● Exercise instructions
Every entry must be copied word for word.

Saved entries
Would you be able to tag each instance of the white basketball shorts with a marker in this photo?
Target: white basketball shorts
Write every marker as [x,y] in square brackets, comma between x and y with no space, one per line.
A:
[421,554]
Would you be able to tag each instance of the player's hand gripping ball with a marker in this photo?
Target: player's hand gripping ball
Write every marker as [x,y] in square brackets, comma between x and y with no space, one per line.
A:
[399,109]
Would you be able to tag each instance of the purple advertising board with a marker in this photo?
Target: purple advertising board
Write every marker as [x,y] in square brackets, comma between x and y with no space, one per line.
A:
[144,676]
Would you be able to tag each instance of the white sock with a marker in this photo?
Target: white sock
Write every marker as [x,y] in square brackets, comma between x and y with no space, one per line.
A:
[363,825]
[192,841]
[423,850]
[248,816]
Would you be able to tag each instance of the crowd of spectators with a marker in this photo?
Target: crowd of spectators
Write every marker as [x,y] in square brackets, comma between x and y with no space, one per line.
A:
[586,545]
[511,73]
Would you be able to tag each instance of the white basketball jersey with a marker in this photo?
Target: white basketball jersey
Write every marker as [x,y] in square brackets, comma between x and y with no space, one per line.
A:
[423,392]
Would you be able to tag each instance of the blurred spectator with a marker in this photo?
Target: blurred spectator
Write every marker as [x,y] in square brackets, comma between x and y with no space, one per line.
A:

● Written answer
Would you be able to tag each instance of the white basketball shorts with a marker in this photo?
Target: white basketball shorts
Write every marker as [x,y] in square brackets, comma between x and y with no space, one per line.
A:
[421,554]
Would you be able to tag each instance of the player's hand gripping ball with a marker in this photo?
Target: player's hand gripping ball
Write every marker as [x,y] in square brackets, comma between x and y with no space, one per line.
A:
[399,109]
Would you be able to tag each instance of the purple advertising board with a marker in this photo?
Target: purple advertising board
Write every marker as [x,y] in square brackets, comma between x and y with no space, one per line.
A:
[144,676]
Would you be able to tag each instance of the white sock with a marker in this photo?
Target: white sock
Write every marker as [x,y] in square brackets, comma between x and y with no space, one per line.
A:
[363,825]
[192,841]
[423,850]
[248,816]
Would you be able to tag each instance of the crowd of spectators with a marker in this photo?
Target: crowd of spectators
Write every marker as [x,y] in square brackets, comma between x and y with no space, one per line.
A:
[586,545]
[511,73]
Would you be able to tag each instance of the white basketball jersey with a marker in this photo?
Target: white basketball jersey
Write every marker as [x,y] in square brackets, comma between x and y with no space, one per line.
A:
[423,392]
Would you be able to tag each instance of the blurred spectator with a marker in this photo?
Target: blurred spectator
Write every marker as [x,y] in square brackets, comma between x and y with no space, one per line.
A:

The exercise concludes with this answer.